| Direction |
Repeat each record below exactly as given.

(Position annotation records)
###

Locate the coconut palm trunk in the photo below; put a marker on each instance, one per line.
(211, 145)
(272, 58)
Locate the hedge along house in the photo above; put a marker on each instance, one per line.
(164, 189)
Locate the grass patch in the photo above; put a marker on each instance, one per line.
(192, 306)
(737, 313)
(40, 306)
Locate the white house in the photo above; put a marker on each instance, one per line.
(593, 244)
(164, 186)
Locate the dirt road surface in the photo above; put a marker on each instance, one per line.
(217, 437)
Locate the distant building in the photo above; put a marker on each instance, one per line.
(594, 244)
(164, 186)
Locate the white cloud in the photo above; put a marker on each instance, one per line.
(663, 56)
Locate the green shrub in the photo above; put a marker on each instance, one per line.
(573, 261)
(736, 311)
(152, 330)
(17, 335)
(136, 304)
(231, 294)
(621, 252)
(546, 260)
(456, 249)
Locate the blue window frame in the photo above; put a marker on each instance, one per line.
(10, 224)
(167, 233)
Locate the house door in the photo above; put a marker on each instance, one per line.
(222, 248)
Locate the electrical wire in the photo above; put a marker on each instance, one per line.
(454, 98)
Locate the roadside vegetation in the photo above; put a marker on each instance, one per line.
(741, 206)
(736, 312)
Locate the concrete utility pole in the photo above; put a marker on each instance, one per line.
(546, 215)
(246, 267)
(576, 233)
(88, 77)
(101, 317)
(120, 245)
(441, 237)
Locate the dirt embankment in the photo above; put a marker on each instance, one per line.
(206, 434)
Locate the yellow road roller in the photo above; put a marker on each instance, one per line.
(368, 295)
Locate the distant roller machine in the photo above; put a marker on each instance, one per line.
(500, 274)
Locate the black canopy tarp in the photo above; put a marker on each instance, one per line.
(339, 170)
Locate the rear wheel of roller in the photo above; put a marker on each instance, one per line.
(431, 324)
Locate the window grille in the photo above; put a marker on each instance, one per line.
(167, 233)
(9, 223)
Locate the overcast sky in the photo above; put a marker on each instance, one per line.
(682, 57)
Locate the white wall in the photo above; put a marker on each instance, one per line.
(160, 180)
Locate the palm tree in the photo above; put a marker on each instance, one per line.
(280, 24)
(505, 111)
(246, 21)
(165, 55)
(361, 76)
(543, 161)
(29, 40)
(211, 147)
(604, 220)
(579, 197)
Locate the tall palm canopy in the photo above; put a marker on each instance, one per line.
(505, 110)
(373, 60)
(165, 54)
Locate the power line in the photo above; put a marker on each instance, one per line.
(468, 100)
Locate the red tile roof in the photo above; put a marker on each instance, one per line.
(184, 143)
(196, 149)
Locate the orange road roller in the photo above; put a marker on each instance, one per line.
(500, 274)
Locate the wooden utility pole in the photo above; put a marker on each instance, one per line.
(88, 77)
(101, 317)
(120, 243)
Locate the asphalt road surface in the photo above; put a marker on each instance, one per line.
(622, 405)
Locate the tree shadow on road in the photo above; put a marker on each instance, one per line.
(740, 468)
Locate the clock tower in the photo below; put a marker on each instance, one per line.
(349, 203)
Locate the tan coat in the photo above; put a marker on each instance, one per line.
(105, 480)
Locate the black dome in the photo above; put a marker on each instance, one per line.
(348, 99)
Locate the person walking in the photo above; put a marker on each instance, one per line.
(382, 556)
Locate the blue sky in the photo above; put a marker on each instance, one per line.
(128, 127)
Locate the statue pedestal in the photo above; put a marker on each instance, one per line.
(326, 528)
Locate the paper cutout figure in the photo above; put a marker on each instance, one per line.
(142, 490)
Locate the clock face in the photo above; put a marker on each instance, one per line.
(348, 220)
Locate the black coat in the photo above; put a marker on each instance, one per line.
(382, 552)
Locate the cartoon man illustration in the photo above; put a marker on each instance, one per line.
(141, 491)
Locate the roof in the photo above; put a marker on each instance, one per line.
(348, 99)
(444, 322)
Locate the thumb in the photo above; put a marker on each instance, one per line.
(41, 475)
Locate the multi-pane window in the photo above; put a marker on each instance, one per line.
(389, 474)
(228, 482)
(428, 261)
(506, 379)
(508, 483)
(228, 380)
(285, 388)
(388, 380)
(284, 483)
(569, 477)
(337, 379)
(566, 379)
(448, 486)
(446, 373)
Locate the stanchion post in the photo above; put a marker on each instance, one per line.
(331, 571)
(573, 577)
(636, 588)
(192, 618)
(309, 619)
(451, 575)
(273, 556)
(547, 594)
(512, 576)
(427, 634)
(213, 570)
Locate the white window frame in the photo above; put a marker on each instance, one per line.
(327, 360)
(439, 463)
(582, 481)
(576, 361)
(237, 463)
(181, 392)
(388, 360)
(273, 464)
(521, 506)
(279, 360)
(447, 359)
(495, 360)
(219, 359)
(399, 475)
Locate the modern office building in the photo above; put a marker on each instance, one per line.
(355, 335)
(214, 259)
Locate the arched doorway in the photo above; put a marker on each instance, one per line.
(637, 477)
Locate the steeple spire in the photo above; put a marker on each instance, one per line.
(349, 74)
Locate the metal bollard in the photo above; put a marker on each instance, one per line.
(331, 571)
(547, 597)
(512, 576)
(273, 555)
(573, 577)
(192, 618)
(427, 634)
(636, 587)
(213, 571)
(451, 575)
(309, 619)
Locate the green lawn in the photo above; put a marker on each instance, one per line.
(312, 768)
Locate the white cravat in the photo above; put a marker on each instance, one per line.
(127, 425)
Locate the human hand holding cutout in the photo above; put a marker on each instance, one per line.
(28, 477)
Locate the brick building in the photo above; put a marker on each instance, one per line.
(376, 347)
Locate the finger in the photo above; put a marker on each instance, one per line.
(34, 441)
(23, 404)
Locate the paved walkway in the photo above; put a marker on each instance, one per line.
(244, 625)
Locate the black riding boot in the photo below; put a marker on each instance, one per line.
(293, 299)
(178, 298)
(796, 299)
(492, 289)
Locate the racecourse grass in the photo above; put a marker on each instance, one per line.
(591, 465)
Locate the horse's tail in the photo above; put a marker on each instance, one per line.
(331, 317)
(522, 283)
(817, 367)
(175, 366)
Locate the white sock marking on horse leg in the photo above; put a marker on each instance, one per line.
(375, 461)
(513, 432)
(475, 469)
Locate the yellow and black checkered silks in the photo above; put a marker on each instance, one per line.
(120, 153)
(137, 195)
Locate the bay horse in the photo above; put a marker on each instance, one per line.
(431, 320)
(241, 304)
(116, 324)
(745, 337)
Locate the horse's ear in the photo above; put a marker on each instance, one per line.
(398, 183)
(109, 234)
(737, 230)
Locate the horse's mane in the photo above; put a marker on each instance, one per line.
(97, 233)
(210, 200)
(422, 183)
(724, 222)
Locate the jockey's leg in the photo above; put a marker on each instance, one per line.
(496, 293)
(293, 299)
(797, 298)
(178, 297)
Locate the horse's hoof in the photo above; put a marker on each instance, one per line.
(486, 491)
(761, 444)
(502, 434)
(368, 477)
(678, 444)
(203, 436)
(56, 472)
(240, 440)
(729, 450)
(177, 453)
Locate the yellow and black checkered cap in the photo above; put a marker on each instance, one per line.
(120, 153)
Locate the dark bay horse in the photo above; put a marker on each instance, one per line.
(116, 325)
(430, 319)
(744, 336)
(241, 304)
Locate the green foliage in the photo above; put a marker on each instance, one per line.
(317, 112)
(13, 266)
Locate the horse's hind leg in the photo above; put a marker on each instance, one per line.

###

| Written solution |
Locate the coconut palm trunk in the photo below; put a marker on each instance, one per line.
(211, 145)
(272, 58)
Locate the hedge along house in the photo above; put a marker on each instance, one per line.
(164, 189)
Locate the grass patch in the photo above; put a marker on each instance, one per line.
(192, 306)
(737, 313)
(40, 306)
Locate the white house in the photo above; put a marker on each instance, one per line.
(593, 244)
(164, 186)
Locate the dirt road surface in the photo above; put a marker on each instance, one per line.
(217, 437)
Locate the distant building in the photo above; put a marker on each instance, one per line.
(594, 244)
(164, 186)
Locate the white cloud in the photo above; put a marker on each instance, one per line.
(663, 56)
Locate the green shrub in the photo above; put a marker on each instance, one per line.
(573, 261)
(736, 311)
(152, 330)
(17, 335)
(136, 304)
(231, 294)
(621, 252)
(546, 260)
(456, 249)
Locate the blue window frame in the photo above; put a marker on each instance, one per line.
(10, 224)
(167, 233)
Locate the house door in the photo above; put a marker on each instance, one per line.
(222, 248)
Locate the electrical wire in the photo above; put a marker on each instance, one per line.
(454, 98)
Locate the roadside vegetation in the photo above; put a marker on each instance, one per line.
(741, 206)
(736, 312)
Locate the concrete utility pole in the photo above; put a marker on each instance, one per line.
(546, 215)
(246, 267)
(576, 233)
(88, 77)
(101, 317)
(120, 245)
(441, 237)
Locate the dirt embankment in the photo above; put a marker on each instance, one per line.
(206, 434)
Locate the yellow road roller in the photo above; put a marker on each instance, one per line.
(368, 295)
Locate the distant roller machine in the photo above; put a marker on each instance, one per line.
(500, 274)
Locate the black canopy tarp in the photo above; put a marker on each instance, one per line.
(339, 170)
Locate the rear wheel of roller in the photo above; put a marker on each instance, one per line.
(431, 324)
Locate the window grille in the photo above; put a marker on each instance, one per line.
(167, 233)
(9, 223)
Locate the overcast sky in the photo above; put a marker on each instance, one per line.
(682, 57)
Locate the white wall in the photo above; put a marker on each instance, one per line.
(160, 180)
Locate the palm tree in the photo above; put a marker on each instance, one per line.
(280, 24)
(505, 111)
(246, 21)
(165, 55)
(361, 76)
(543, 161)
(29, 40)
(211, 147)
(604, 220)
(579, 197)
Locate the tall palm canopy in the photo above; put a marker on each instance, one per line.
(505, 110)
(373, 60)
(165, 54)
Locate the power line in the photo above; put a marker on each instance, one per line.
(468, 100)
Locate the red tile roof in the photo above; put a marker on each instance, one per line.
(184, 143)
(196, 149)
Locate the orange road roller in the photo above; put a marker on each instance, one per line.
(500, 274)
Locate the wooden utility pole in the photo above; put a marker on each instance, one per line.
(88, 77)
(101, 317)
(120, 243)
Locate the asphalt road surface in the photo above; put a marker on each instance, one per line.
(622, 405)
Locate the tree shadow on road in the photo above; put a marker on each instance, one per line.
(740, 468)
Locate the clock tower in the photo below; put a marker on each instance, one per line.
(349, 203)
Locate the tan coat in the photo above; put a marker on each instance, one per line.
(105, 480)
Locate the black dome in the photo above; put a marker on each instance, one per line.
(348, 99)
Locate the person walking in the photo above; put a marker on each instance, one per line.
(382, 556)
Locate the blue sky in the photo above; put a marker on each instance, one per line.
(128, 127)
Locate the statue pedestal in the photo above; put a marker on each instance, one per line.
(326, 528)
Locate the paper cutout figure in the photo above; put a marker on each instance, one per line.
(142, 490)
Locate the clock face in the photo above; put a marker on each instance, one per line.
(348, 220)
Locate the black coat in the photo above; put a marker on each instance, one per line.
(382, 552)
Locate the cartoon man illustration in the photo above; put a marker on each instance, one per line.
(141, 491)
Locate the roof in the photo above; put a marker on each instance, one per line.
(348, 99)
(444, 322)
Locate the thumb in the photo above; put a marker on each instance, one per line.
(41, 475)
Locate the multi-pane window in the photo above; put a marker on each instance, one per line.
(389, 474)
(228, 482)
(428, 261)
(506, 379)
(508, 483)
(228, 380)
(285, 388)
(388, 380)
(284, 483)
(569, 477)
(337, 379)
(566, 379)
(448, 486)
(446, 373)
Locate the stanchion post in the photo above; put a marker on each instance, one per line.
(331, 571)
(573, 577)
(636, 588)
(192, 618)
(309, 619)
(451, 575)
(273, 556)
(547, 594)
(512, 576)
(427, 634)
(213, 570)
Locate the white window frame in the photo above; put a marker on each instance, one per line.
(327, 360)
(439, 463)
(582, 481)
(576, 361)
(237, 463)
(181, 392)
(388, 360)
(273, 464)
(521, 506)
(279, 360)
(447, 359)
(495, 360)
(219, 359)
(399, 475)
Locate the modern office building in the photo above; put a marker on each instance, one per line.
(355, 335)
(214, 259)
Locate the arched doorway in the photo above; put a marker on each instance, one per line.
(637, 477)
Locate the steeple spire in the photo above; put a marker on each instance, one per line.
(349, 74)
Locate the metal bollard in the photo above; put a marker on each instance, one per line.
(331, 571)
(547, 597)
(512, 576)
(273, 555)
(573, 577)
(192, 618)
(427, 634)
(636, 587)
(213, 571)
(451, 575)
(309, 619)
Locate the green lawn in the photo above; put a marker on each instance, one per line.
(312, 768)
Locate the white cravat in the photo above; put a marker on each instance, one per line.
(127, 425)
Locate the human hand holding cutout in the photo above; put a marker on each instance, one per line.
(28, 477)
Locate the brick building in the photo above; put a marker on each instance, one per line.
(376, 347)
Locate the finger in the photo above; put a marker on each instance, one per line.
(34, 441)
(23, 404)
Locate the paved walkway in the photo above; put a marker on each instance, one per line.
(244, 625)
Locate the black riding boot in the photo below; put a marker on each instance, one per line.
(293, 299)
(178, 298)
(796, 299)
(492, 289)
Locate the racecourse grass in the photo above; put a marker on each instance, one per line.
(591, 465)
Locate the horse's tail in the photo above; put a marker on each instance, one per line.
(331, 317)
(522, 283)
(817, 367)
(175, 366)
Locate the white sock marking on horse leg in the photo above; put a marker on each instance, one per line.
(375, 461)
(513, 432)
(475, 469)
Locate the yellow and black checkered silks in the photo above; put a marker on each instance, one per line.
(120, 153)
(137, 195)
Locate the bay horse in the photo above; put a marker on each instance, one per line.
(431, 320)
(241, 304)
(116, 324)
(745, 337)
Locate the horse's ear in the photo above; put a marker on each instance, one per line.
(398, 183)
(109, 234)
(737, 230)
Locate the horse's mane in the photo above; put a marker on each instance, one per line.
(97, 233)
(210, 200)
(422, 183)
(724, 222)
Locate the jockey's leg in the photo above; put a marker on each instance, one per line.
(496, 293)
(293, 299)
(797, 298)
(178, 297)
Locate the horse's hoof in the photo above; put a marker on each instance, one per line.
(486, 491)
(761, 444)
(502, 434)
(368, 477)
(678, 444)
(203, 436)
(56, 472)
(240, 440)
(729, 450)
(177, 453)
Locate the yellow and black checkered cap in the photo above; put a marker on each instance, one per line.
(120, 153)
Locate the dark bay horse in the photo above; put a marker on each instance, one per line.
(116, 325)
(430, 319)
(744, 336)
(241, 304)
Locate the green foliage in the photo above; put a marker on each instance, one per line.
(317, 112)
(13, 266)
Locate the horse's hind leg in the photo above; put a marker on each instance, one per line.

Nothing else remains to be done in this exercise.